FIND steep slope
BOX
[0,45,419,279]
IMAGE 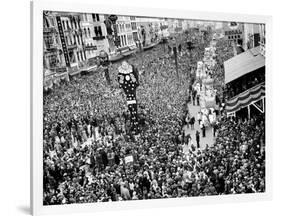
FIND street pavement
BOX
[182,100,215,153]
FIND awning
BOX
[226,83,265,113]
[224,46,265,84]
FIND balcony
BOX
[55,67,67,73]
[85,45,97,51]
[67,43,77,50]
[43,26,57,34]
[92,35,106,40]
[45,43,59,52]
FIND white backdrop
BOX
[0,0,280,215]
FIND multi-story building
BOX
[115,16,137,52]
[243,23,265,53]
[136,17,162,47]
[43,11,67,76]
[58,13,86,75]
[80,13,110,60]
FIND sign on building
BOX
[56,16,70,67]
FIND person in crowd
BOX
[195,130,200,148]
[197,111,202,125]
[189,116,195,130]
[42,30,265,205]
[192,90,197,106]
[196,94,200,106]
[202,123,206,138]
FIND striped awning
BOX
[226,83,265,113]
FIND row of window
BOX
[44,54,60,69]
[44,34,59,49]
[44,17,55,28]
[117,23,133,33]
[66,34,83,46]
[76,50,86,62]
[62,19,80,31]
[82,26,104,38]
[85,49,96,58]
[228,34,241,40]
[82,14,100,22]
[117,34,134,47]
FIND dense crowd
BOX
[43,30,265,205]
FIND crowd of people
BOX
[43,29,265,205]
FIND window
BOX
[73,35,76,45]
[253,33,260,47]
[77,51,80,61]
[78,35,81,45]
[92,14,100,22]
[124,35,127,45]
[49,18,54,27]
[44,17,50,28]
[88,28,91,37]
[44,35,54,48]
[94,26,98,36]
[94,26,103,37]
[118,36,121,47]
[66,21,70,29]
[120,36,124,46]
[62,20,66,30]
[133,32,138,41]
[48,54,58,68]
[131,22,137,30]
[99,26,102,36]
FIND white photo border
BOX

____

• Your goal: Above are some lines. Repeat exactly, and only, those from the line that has "FIND awning" through the line that has "FIND person in crowd".

• Answer box:
FIND awning
BOX
[226,83,265,113]
[224,46,265,84]
FIND balcony
BOX
[55,67,67,73]
[85,45,97,51]
[67,43,77,50]
[43,26,57,34]
[92,35,106,40]
[45,43,59,52]
FIND white backdrop
BOX
[0,0,280,215]
FIND multi-story building
BOX
[115,16,137,52]
[243,23,265,53]
[136,17,162,47]
[43,11,67,76]
[58,13,86,75]
[80,13,110,60]
FIND sign on building
BOX
[56,16,70,67]
FIND person in crowd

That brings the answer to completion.